=== What is required ===
Return each line of the records below that contains the word "wall".
------ Given records ------
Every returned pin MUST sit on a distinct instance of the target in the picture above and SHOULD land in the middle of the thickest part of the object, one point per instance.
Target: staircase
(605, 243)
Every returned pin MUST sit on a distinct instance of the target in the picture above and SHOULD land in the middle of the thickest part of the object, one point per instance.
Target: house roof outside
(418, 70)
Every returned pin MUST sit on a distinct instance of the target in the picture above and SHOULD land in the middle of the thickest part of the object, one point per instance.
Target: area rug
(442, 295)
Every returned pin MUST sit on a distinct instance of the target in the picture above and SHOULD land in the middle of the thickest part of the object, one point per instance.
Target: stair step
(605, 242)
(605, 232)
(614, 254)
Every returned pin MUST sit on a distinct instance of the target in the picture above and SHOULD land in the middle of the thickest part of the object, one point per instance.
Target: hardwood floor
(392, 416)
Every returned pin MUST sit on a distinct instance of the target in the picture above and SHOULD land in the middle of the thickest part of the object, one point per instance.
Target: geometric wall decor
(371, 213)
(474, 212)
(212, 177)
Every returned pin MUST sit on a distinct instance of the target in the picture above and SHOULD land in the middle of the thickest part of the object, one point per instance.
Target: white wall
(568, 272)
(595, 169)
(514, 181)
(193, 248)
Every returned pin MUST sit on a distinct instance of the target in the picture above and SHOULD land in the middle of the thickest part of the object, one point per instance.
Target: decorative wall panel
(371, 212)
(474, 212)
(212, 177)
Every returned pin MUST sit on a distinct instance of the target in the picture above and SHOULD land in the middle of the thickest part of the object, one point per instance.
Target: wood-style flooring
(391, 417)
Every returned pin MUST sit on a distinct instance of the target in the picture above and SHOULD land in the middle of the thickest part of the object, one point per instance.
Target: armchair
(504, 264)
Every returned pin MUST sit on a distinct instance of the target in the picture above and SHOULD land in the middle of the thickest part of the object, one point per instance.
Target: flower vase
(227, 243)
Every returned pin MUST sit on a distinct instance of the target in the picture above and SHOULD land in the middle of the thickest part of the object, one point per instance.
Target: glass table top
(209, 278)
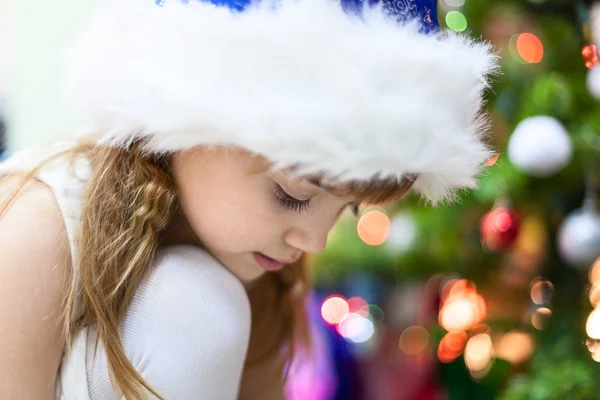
------
=== Task result ===
Target: geometric wall decor
Target: white wall
Target: decorative wall panel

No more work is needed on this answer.